WHAT IS ASKED:
Transcribe exactly the lines from the one containing "form [283, 32]." through the end of the data, both included. Leave out pictures.

DATASET:
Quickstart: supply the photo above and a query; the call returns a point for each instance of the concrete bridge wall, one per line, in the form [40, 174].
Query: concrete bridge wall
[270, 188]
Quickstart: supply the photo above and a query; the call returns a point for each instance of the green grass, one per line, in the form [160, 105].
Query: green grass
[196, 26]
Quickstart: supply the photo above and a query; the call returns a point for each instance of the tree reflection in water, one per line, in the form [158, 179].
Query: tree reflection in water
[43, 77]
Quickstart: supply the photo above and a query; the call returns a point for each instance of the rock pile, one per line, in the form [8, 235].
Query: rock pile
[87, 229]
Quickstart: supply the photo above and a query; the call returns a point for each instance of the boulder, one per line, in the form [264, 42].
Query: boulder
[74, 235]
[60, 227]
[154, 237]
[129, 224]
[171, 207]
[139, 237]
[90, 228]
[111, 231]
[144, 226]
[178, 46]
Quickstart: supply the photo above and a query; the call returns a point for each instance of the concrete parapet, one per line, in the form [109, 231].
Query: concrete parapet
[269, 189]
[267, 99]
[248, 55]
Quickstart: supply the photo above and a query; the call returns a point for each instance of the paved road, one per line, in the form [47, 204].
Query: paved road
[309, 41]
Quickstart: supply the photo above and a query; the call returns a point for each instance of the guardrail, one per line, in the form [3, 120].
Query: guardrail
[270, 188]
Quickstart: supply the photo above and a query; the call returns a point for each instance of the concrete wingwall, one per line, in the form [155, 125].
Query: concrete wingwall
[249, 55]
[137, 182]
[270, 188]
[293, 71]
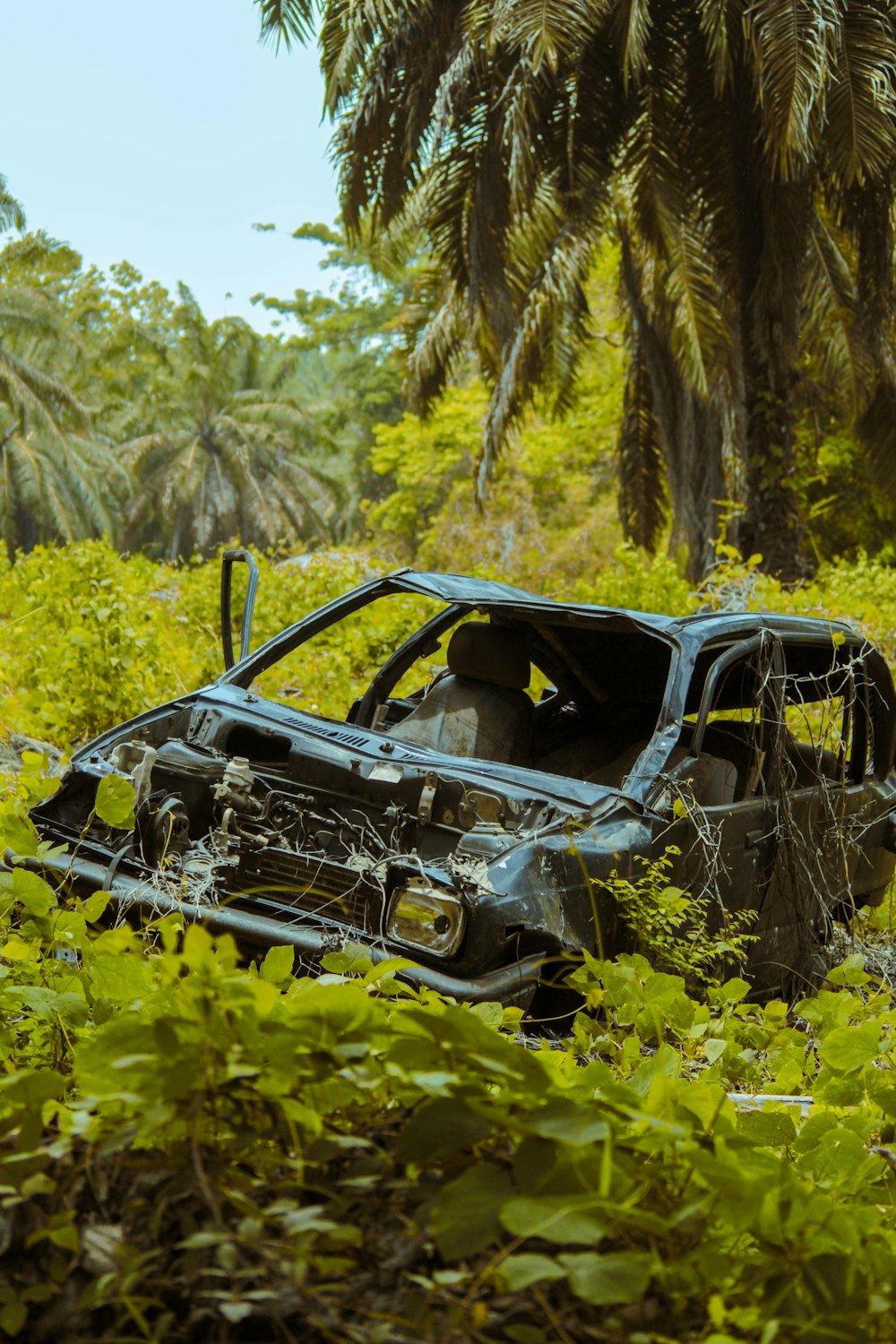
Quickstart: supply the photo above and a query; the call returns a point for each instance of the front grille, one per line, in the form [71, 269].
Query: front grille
[319, 886]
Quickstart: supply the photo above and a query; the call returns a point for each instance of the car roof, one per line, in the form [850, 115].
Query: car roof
[697, 629]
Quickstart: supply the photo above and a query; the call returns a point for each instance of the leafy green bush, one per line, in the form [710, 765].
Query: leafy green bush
[194, 1150]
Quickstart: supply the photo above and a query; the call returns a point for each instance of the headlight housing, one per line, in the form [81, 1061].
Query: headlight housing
[422, 916]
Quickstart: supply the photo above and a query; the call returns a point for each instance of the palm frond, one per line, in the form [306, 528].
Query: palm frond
[287, 21]
[861, 102]
[793, 43]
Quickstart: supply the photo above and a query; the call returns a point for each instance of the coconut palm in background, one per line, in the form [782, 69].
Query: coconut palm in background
[228, 457]
[743, 152]
[56, 481]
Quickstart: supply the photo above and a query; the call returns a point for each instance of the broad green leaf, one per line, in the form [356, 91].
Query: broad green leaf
[605, 1279]
[465, 1217]
[767, 1128]
[556, 1218]
[116, 803]
[440, 1126]
[847, 1048]
[567, 1123]
[519, 1271]
[32, 892]
[279, 964]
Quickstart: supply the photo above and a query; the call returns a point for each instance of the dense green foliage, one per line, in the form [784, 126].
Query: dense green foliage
[198, 1150]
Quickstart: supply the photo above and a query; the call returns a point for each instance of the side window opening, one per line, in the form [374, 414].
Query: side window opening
[826, 726]
[732, 755]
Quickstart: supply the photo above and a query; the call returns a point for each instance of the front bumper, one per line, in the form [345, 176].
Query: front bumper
[513, 984]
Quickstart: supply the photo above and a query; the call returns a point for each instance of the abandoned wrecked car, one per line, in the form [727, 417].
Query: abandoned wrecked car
[504, 755]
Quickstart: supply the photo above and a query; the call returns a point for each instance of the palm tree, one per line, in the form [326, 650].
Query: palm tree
[56, 480]
[715, 137]
[228, 457]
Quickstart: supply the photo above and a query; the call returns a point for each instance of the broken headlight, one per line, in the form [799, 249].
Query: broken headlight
[426, 918]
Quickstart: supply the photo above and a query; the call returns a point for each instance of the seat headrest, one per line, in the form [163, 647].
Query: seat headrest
[489, 653]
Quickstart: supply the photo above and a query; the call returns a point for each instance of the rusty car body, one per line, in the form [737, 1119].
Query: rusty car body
[469, 825]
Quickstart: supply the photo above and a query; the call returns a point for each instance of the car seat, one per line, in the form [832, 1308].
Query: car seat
[479, 707]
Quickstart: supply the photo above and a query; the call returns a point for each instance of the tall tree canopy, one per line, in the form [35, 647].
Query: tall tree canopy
[743, 151]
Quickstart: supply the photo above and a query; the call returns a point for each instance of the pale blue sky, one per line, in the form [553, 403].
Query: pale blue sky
[161, 134]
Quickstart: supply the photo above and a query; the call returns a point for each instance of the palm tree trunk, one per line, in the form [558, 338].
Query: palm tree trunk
[692, 438]
[772, 220]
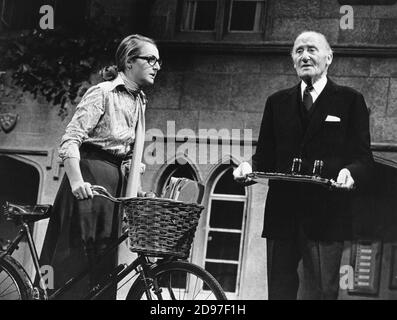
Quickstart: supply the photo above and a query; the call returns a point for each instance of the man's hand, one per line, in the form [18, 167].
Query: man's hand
[345, 179]
[240, 173]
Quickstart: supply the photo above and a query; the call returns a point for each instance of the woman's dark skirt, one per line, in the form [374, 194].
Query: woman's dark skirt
[80, 230]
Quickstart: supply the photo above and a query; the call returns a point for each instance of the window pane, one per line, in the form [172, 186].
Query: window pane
[244, 16]
[223, 245]
[227, 185]
[226, 274]
[200, 15]
[226, 214]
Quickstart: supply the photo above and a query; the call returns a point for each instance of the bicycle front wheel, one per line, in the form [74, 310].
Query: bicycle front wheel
[14, 282]
[177, 280]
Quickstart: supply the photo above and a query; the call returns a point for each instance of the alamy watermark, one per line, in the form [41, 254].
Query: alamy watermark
[208, 146]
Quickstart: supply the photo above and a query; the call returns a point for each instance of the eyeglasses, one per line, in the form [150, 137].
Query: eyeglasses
[151, 60]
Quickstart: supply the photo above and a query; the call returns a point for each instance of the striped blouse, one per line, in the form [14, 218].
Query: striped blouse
[106, 117]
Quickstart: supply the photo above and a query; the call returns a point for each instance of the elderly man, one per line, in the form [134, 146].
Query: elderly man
[314, 120]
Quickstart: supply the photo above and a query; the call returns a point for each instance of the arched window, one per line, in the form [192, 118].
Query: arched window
[225, 229]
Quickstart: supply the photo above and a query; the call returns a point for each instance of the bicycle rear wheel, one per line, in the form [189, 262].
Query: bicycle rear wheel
[177, 280]
[14, 282]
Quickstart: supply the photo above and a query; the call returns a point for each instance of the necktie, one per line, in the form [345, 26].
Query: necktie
[307, 97]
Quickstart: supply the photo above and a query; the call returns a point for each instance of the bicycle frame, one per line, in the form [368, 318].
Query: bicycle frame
[119, 273]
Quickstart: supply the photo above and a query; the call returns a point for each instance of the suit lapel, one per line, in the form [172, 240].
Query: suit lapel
[290, 109]
[322, 106]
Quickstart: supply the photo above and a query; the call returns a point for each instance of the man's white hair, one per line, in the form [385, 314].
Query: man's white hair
[327, 46]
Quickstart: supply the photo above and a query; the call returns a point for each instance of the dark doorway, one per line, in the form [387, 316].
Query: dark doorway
[19, 183]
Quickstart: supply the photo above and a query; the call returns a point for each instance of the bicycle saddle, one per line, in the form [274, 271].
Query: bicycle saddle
[31, 213]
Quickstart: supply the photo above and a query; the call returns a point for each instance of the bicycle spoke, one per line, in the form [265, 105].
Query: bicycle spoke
[1, 293]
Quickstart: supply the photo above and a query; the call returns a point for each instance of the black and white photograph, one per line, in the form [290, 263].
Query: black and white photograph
[204, 150]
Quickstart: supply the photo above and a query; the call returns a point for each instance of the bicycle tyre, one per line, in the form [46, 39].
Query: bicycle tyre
[137, 291]
[14, 277]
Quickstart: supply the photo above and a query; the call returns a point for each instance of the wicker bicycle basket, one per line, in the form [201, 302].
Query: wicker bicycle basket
[159, 227]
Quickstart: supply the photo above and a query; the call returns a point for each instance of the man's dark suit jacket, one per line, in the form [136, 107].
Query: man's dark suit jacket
[323, 214]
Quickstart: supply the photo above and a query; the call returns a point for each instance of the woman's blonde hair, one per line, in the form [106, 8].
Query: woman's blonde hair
[128, 48]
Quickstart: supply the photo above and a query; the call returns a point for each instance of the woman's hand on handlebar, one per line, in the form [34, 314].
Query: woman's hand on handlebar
[241, 172]
[82, 190]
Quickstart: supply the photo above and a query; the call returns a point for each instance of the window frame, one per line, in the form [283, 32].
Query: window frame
[222, 24]
[208, 229]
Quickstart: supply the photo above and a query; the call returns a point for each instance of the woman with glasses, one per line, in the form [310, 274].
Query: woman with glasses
[106, 131]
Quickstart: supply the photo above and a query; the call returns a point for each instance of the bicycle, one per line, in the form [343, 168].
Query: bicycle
[168, 277]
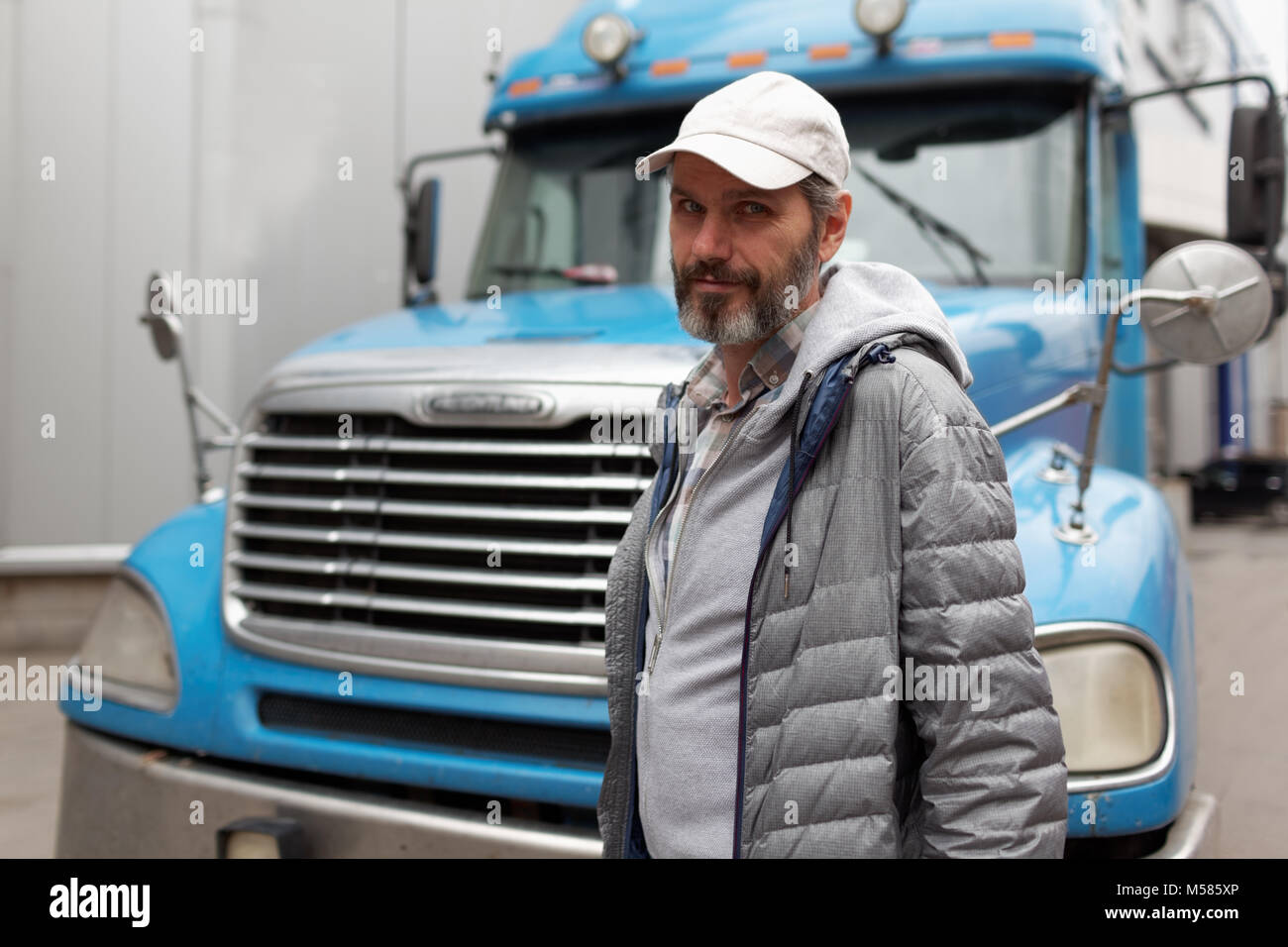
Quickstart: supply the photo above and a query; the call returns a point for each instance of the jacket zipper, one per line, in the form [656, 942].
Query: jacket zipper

FULL ANSWER:
Quickstart: supply the photo above and a query; the call returns a point for each instance of the window frame, one per line, in the form [283, 32].
Query: window frame
[222, 24]
[208, 229]
Quickstart: supply the photo above and a query; the call returns a point for each instance of the woman with glasses, one per line, in the form [310, 274].
Query: woman with glasses
[106, 131]
Quickstart: supply the photo above and a query; the call returns a point for each instance of the bicycle, one per line, in the form [343, 168].
Query: bicycle
[168, 277]
Quickstart: supply the photo above and a query; the call returns a point for each instance of the jacket zipper, one per line, in the form [656, 942].
Query: jacket zipper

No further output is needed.